D'après l'extrait sur l'entretien de Ben Ali, quelle mission Ben Ali venait-il d'achever à Varsovie en décembre 1984 ?

▸ **EXTRAIT CHOISI**
"""

MADANIYA
Tunisie-Ben Ali 2/2 : L’épouvantail est
mort,
sans le moindre regret
Jaafar Al Bakli
Lundi 28 septembre2020 1- L’ahurissant
entretien de Zine El Abidine Ben Ali
avec le journaliste Omar Sabahou.
Un jour, à la fin
du mois de décembre 1984, le journaliste
tunisien Omar Sabahou s’est entretenu
avec le général Zine el Abidine Ben Ali,
de retour de Varsovie au terme de sa
mission de quatre ans comme ambassadeur
de Tunisie en Pologne.
Ben Ali venait
d’être nommé par le président Habib
Bourguiba responsable de l’appareil
sécuritaire tunisien.
Omar Sabahou:
Comment se présente la situation en
Pologne?
Ben Ali, laconique: Rien à signaler.
Rien ne se passe là-bas?
Le journaliste s’étonne de cette réponse
lapidaire et interpelle le général:
«Mais c’est chaud ce qui se passe en
Pologne».
Ben Ali répond en souriant: «Rien de
chaud ne se passe en Pologne à
l’exception des femmes polonaises».
Le journaliste
acquiesça un sourire. Il avait d’emblée
saisi la nature du passe temps favori de
l’ambassadeur de Tunisie à Varsovie,
alors que la Pologne était secouée d’une
contestation populaire de grande ampleur
menée par le mouvement Solidarnosc.
Imperceptiblement,
la conversation dériva vers la
prostitution en Europe Orientale.
Recentrant la conversation sur le
politique, le journaliste demande alors
à Ben Ali si le mouvement ouvrier
polonais conservera sa vigueur.
Ben Ali lui
confesse alors son admiration pour le
général Wojciech Witold Jaruzelski,
dernier dirigeant du régime communiste
polonais, décédé le 25 Mai 2014 à
Varsovie.
«Ah, son coup de
filet à l’encontre des amis de Lech
Walesa, le dirigeant du syndicat
Solidarnosc. D’un seul coup, en une
nuit, tous en prison», confia le
général, admiratif.
Ben Ali était un
geôlier à l’état pur. Il ne disposait
d’aucune autre qualification. les
circonstances lui ont conféré des
responsabilités qui excédaient ses
capacités. Il est ainsi devenu le
geôlier de tout un pays, la Tunisie.
Lors des
manifestations populaires qui se sont
déployés le 14 mars 2011, devant le
ministère de l’intérieur à Tunis, et qui
ont abouti à son éviction du pouvoir,
l’unique photo qui a retenu l’attention
des manifestants est celle d’un jeune
homme portant une cage recouverte du
drapeau tunisien. Devenue emblématique,
l’image a marqué l’imagination de la
foule.

"""

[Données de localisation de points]
"""

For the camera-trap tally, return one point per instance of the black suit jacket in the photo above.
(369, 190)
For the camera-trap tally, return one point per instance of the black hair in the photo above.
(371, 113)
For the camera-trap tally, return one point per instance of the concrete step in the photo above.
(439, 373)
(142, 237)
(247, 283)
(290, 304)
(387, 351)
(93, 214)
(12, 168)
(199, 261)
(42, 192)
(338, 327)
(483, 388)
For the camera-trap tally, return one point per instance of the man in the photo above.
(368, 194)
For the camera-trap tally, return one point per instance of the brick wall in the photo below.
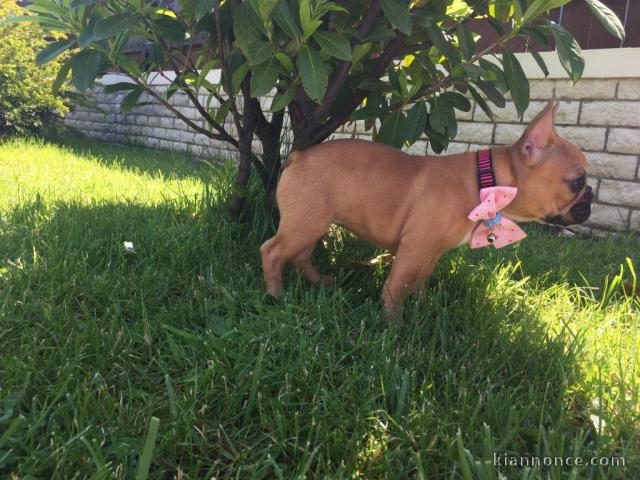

"""

▸ **RÉSULTAT**
Une mission de quatre ans comme ambassadeur de Tunisie en Pologne.